◆ WHAT IS EXPECTED
Continue the passage on prestressed alveolar slab systems from the point where it stops.

This system of prestressed prefabricated alveolar sheets (4) is depicted in FIG. 4. This figure shows a cross-section of one type of this sheet for commercial areas. The system consists of slender prestressed sheets (41) made of high-strength concrete and lightened with internal cavities (42) in the form of tubes. The gaps between these sheets are between 2000 mm and 9500 mm, and their inherent weight is between 135.0 and 215.0 kg/m². For a concrete slab and assuming support-beam cross-sections of 200×500 mm, the weight per square meter of this category of slab lies between 241.0 and 255.0 kg/m².

In general, the systems currently in use require in-situ concrete casting, except for prestressed alveolar sheet system. The range of weights per square meter of the slab systems currently in use is between 206.0 and 600.0 kg/m².

◆ GIVEN INFORMATION

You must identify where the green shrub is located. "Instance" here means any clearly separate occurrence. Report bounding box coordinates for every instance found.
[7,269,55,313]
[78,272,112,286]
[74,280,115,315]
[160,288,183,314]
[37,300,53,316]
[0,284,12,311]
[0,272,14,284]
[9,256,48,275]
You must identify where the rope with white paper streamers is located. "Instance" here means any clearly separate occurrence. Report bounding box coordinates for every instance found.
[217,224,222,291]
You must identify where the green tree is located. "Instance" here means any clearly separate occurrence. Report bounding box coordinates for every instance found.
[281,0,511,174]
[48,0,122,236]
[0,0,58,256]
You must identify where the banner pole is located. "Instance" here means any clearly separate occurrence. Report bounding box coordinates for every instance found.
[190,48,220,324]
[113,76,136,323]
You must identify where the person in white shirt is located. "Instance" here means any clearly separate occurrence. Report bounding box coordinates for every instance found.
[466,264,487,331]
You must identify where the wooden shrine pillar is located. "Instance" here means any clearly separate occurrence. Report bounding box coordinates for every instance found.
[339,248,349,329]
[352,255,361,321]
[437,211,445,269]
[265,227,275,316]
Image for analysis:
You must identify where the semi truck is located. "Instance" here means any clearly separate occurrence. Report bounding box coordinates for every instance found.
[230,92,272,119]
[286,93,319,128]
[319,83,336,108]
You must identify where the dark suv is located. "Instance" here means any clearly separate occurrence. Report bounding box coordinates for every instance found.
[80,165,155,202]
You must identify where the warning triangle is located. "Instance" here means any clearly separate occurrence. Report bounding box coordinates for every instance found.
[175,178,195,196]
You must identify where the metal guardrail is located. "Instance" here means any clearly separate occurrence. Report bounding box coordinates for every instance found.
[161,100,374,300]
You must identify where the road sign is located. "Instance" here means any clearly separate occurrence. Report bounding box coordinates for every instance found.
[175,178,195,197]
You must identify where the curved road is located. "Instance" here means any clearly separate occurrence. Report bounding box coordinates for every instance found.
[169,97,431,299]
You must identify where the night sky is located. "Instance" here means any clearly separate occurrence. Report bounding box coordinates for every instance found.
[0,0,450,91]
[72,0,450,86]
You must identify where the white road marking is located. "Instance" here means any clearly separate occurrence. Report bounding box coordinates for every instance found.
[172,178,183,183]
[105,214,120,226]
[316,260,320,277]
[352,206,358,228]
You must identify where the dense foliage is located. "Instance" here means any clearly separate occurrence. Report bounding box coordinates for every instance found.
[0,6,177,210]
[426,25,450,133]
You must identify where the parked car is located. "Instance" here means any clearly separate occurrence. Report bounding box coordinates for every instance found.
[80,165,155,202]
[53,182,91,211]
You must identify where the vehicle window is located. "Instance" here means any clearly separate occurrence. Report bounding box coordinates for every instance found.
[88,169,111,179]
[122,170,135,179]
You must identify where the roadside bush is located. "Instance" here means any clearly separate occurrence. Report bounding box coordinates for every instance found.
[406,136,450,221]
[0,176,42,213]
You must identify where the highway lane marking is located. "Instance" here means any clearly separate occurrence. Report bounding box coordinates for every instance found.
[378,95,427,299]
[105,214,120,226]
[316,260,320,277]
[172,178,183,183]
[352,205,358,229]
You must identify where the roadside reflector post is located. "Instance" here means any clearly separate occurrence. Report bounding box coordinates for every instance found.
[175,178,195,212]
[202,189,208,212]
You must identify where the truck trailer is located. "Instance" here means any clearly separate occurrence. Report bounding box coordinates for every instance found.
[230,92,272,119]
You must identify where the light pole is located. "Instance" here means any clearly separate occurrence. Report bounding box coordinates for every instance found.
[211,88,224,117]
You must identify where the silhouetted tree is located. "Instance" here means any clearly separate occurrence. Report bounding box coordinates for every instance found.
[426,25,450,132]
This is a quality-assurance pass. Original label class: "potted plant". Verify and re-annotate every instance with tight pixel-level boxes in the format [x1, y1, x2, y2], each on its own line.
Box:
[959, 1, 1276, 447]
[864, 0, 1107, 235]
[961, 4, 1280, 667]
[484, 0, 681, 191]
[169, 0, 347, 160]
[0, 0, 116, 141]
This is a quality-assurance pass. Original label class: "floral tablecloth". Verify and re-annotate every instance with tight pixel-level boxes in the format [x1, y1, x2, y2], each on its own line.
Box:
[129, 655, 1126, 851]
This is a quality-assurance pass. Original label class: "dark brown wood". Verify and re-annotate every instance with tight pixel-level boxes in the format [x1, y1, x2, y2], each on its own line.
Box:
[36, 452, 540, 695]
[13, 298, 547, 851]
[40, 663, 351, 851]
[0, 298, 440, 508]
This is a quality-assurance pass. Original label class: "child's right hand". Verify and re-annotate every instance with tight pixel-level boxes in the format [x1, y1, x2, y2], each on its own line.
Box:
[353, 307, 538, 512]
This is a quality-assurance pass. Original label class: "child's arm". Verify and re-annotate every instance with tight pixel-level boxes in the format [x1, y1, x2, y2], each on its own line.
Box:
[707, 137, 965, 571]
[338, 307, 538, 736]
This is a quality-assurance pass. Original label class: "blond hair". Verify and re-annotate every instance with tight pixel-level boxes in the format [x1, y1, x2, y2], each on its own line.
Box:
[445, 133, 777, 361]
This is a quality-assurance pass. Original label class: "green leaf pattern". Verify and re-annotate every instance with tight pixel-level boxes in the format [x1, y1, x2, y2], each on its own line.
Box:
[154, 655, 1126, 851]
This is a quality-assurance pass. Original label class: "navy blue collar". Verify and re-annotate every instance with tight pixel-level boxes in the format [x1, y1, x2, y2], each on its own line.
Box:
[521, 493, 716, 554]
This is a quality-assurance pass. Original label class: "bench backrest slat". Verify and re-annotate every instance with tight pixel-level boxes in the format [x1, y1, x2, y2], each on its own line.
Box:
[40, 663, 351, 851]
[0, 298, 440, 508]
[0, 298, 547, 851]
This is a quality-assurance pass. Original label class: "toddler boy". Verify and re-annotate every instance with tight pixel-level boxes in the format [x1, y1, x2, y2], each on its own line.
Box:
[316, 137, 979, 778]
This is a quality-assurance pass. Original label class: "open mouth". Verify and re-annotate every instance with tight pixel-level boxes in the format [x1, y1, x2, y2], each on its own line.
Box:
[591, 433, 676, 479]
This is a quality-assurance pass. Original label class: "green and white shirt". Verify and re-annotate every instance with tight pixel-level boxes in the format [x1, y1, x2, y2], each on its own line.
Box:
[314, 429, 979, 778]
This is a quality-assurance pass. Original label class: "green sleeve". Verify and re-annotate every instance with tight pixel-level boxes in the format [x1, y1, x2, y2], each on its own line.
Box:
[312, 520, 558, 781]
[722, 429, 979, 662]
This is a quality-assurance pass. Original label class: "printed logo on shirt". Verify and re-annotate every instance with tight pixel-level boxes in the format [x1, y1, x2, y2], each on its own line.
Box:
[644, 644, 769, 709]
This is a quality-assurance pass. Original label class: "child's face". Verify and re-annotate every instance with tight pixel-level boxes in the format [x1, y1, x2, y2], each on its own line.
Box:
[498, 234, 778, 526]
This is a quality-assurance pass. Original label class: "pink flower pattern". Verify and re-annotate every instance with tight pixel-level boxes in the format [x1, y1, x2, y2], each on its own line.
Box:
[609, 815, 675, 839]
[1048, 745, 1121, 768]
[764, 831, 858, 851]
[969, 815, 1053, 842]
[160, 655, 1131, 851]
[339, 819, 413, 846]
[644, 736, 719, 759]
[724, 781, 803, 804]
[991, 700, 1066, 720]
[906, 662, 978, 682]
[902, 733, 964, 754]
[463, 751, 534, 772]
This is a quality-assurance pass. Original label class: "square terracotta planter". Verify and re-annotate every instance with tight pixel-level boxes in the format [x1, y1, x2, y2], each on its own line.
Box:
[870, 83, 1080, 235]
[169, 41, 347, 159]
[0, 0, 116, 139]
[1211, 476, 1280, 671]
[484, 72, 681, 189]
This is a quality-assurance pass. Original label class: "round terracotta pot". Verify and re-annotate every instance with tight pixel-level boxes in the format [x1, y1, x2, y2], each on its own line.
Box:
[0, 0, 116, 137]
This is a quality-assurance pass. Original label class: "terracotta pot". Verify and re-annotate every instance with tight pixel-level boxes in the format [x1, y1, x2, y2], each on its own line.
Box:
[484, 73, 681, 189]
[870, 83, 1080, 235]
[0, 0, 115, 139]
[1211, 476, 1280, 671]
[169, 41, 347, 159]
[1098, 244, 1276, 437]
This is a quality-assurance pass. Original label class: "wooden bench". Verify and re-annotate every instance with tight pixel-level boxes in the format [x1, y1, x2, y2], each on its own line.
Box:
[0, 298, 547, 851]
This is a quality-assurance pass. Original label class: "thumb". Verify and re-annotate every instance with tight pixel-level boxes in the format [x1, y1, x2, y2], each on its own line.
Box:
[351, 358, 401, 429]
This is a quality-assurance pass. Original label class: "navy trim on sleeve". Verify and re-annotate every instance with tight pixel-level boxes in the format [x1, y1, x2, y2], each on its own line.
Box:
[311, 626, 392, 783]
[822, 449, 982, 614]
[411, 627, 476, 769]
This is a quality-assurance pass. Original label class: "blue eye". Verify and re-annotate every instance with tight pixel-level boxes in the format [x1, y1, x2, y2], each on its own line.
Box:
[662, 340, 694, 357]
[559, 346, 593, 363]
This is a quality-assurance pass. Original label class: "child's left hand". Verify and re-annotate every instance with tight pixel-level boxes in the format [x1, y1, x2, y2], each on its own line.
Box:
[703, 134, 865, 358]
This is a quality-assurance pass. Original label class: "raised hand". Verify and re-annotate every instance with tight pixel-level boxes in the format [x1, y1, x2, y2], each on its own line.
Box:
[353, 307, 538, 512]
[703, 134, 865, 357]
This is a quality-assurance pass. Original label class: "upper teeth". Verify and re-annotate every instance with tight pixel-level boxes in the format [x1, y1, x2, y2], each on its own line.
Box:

◆ RESPONSE TO THIS EXERCISE
Included herein are patent applications and applications for utility models that make reference to prefabricated floors. This is the case with application CN204781519 (U), which describes a light-concrete sheet with a piece that is prefabricated on-site, in which the lower piece includes a pre-buried truss (frame) and a part made of light concrete. In this application the elements that make up the assembly are molded on-site, including a cap made of regular concrete, with a shape that is adaptable to a floor. This floor comprises a steel bar that makes up the frame uses [sic, should probably be in “used”] in layered profiles; the latter retains a triangular shape. Said profiles are located on the lower part of the prefabricated light-concrete piece. The advantages of this system include: connecting in its entirety ordinary concrete to the light concrete via a steel frame, thereby reducing the weight of the floor. The integrity of the overall unit is increased, and the use of the lower profile makes it possible to protect the light concrete, thus enhancing the load-bearing capacity of the structure and thereby improving the durability of the lightened concrete. However, this system is not only very heavy, but it also requires a complex combination of profiles and frames that have to be installed on-site.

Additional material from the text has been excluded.